### EXERCISE REQUIREMENTS
The entries that follow must be written out exactly, without any of the pictures they contain.

***

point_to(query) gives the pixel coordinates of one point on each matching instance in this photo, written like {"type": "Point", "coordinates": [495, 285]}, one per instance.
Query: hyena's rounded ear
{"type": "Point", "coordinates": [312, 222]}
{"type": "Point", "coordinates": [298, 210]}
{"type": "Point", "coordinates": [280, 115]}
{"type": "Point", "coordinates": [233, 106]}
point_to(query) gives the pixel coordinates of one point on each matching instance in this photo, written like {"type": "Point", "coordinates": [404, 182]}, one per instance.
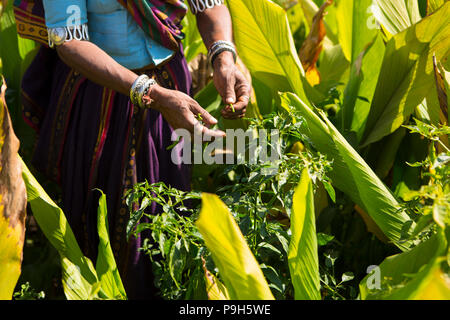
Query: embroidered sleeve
{"type": "Point", "coordinates": [66, 21]}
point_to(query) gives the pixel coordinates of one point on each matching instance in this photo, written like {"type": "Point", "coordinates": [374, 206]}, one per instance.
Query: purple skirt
{"type": "Point", "coordinates": [92, 137]}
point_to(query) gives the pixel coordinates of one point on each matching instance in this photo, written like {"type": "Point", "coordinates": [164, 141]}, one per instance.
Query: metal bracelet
{"type": "Point", "coordinates": [150, 83]}
{"type": "Point", "coordinates": [137, 90]}
{"type": "Point", "coordinates": [201, 5]}
{"type": "Point", "coordinates": [140, 87]}
{"type": "Point", "coordinates": [57, 36]}
{"type": "Point", "coordinates": [217, 49]}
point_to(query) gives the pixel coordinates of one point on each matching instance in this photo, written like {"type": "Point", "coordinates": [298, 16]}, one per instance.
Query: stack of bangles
{"type": "Point", "coordinates": [218, 47]}
{"type": "Point", "coordinates": [140, 88]}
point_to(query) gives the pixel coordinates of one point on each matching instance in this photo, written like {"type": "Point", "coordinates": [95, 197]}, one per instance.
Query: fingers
{"type": "Point", "coordinates": [243, 92]}
{"type": "Point", "coordinates": [204, 116]}
{"type": "Point", "coordinates": [230, 95]}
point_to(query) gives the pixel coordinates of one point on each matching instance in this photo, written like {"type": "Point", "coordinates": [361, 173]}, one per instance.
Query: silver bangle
{"type": "Point", "coordinates": [57, 36]}
{"type": "Point", "coordinates": [140, 88]}
{"type": "Point", "coordinates": [220, 46]}
{"type": "Point", "coordinates": [201, 5]}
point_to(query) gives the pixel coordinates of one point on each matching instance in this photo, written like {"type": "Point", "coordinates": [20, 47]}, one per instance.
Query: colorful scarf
{"type": "Point", "coordinates": [160, 19]}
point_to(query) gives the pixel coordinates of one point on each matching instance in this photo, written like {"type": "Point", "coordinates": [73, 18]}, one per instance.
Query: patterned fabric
{"type": "Point", "coordinates": [30, 20]}
{"type": "Point", "coordinates": [159, 19]}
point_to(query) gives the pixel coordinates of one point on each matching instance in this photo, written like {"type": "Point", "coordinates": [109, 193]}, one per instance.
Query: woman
{"type": "Point", "coordinates": [105, 96]}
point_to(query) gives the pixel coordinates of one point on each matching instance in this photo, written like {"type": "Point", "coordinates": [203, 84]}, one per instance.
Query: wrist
{"type": "Point", "coordinates": [156, 95]}
{"type": "Point", "coordinates": [224, 59]}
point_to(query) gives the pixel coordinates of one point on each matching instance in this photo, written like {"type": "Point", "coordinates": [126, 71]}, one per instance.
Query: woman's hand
{"type": "Point", "coordinates": [181, 111]}
{"type": "Point", "coordinates": [232, 86]}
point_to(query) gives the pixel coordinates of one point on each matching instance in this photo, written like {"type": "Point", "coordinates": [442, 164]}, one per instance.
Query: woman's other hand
{"type": "Point", "coordinates": [232, 86]}
{"type": "Point", "coordinates": [182, 112]}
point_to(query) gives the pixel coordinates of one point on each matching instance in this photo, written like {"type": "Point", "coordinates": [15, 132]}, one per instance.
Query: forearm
{"type": "Point", "coordinates": [96, 65]}
{"type": "Point", "coordinates": [215, 24]}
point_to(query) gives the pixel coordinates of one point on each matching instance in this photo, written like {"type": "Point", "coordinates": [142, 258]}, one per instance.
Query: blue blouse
{"type": "Point", "coordinates": [111, 27]}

***

### ANSWER TO THE EXERCISE
point_to(query) gives the pixel coordinates of one point on each matching instance in this photo, written like {"type": "Point", "coordinates": [495, 285]}, one per instance.
Query: hyena's rounded ear
{"type": "Point", "coordinates": [312, 222]}
{"type": "Point", "coordinates": [298, 210]}
{"type": "Point", "coordinates": [280, 115]}
{"type": "Point", "coordinates": [233, 106]}
point_to(query) gives the pixel coordinates of one point on each matching instance in this photo, written like {"type": "Point", "coordinates": [404, 182]}, one per instance.
Query: embroidered sleeve
{"type": "Point", "coordinates": [66, 21]}
point_to(query) gives the pixel coordinates of one point on each matching instance in this photo, written like {"type": "Point", "coordinates": [374, 206]}, one per instance.
Query: purple skirt
{"type": "Point", "coordinates": [92, 137]}
point_to(query) gives the pixel coordinates of one point on each matching instance in this photo, written like {"type": "Point", "coordinates": [164, 141]}, one per instance.
Query: metal bracelet
{"type": "Point", "coordinates": [150, 83]}
{"type": "Point", "coordinates": [137, 90]}
{"type": "Point", "coordinates": [201, 5]}
{"type": "Point", "coordinates": [140, 87]}
{"type": "Point", "coordinates": [57, 36]}
{"type": "Point", "coordinates": [217, 49]}
point_to(query) gives the pixel coordinates of one point on each matching instance in this photo, written like {"type": "Point", "coordinates": [298, 16]}, one per instance.
Query: stack of bangles
{"type": "Point", "coordinates": [218, 47]}
{"type": "Point", "coordinates": [140, 88]}
point_to(query) gives the pixel coordinates of one point on each matching instance in this photo, written like {"type": "Point", "coordinates": [95, 197]}, one per instance.
Query: fingers
{"type": "Point", "coordinates": [243, 92]}
{"type": "Point", "coordinates": [204, 116]}
{"type": "Point", "coordinates": [230, 95]}
point_to(query) gives the pixel coordinates of one point on each matching instance in this photo, written like {"type": "Point", "coordinates": [361, 173]}, one per instance.
Query: silver bangle
{"type": "Point", "coordinates": [57, 36]}
{"type": "Point", "coordinates": [140, 88]}
{"type": "Point", "coordinates": [220, 46]}
{"type": "Point", "coordinates": [201, 5]}
point_to(query) gives the pixel coordinates of one point on each matching instance in this photo, written like {"type": "Point", "coordinates": [20, 47]}, one per instance.
Query: colorful scarf
{"type": "Point", "coordinates": [160, 19]}
point_to(query) gives the pixel coordinates of one point on each matching instance in this photo, written like {"type": "Point", "coordinates": [73, 18]}, one per instance.
Query: patterned fabric
{"type": "Point", "coordinates": [30, 20]}
{"type": "Point", "coordinates": [159, 19]}
point_to(query) gives the pixel coordinates of one point on each matching instance in this photo, written like {"type": "Point", "coordinates": [109, 193]}, one per instance.
Query: woman
{"type": "Point", "coordinates": [105, 96]}
point_to(query) gives the pixel coordinates of one point on each matching instance in this photo, written like {"type": "Point", "coordinates": [203, 84]}, one per instance.
Query: wrist
{"type": "Point", "coordinates": [156, 95]}
{"type": "Point", "coordinates": [224, 59]}
point_to(query) gives the pixel coordinates of one point on each matching instance in this photo, written like {"type": "Point", "coordinates": [126, 71]}, one per instance.
Query: woman's hand
{"type": "Point", "coordinates": [181, 111]}
{"type": "Point", "coordinates": [232, 86]}
point_to(query) gives the pixel coordinates of one point on each matching instance in this photo, written like {"type": "Point", "coordinates": [442, 164]}, one per instance.
Query: woman's other hand
{"type": "Point", "coordinates": [232, 86]}
{"type": "Point", "coordinates": [182, 112]}
point_to(query) gives the pixel coordinates of one point on each matching instance in this photo, written like {"type": "Point", "coordinates": [15, 132]}, one per instance.
Query: forearm
{"type": "Point", "coordinates": [96, 65]}
{"type": "Point", "coordinates": [215, 24]}
point_to(query) gives the pixel coordinates of one point on each matching instance in this photo, written like {"type": "Point", "coordinates": [142, 258]}, one per instance.
Query: blue blouse
{"type": "Point", "coordinates": [111, 27]}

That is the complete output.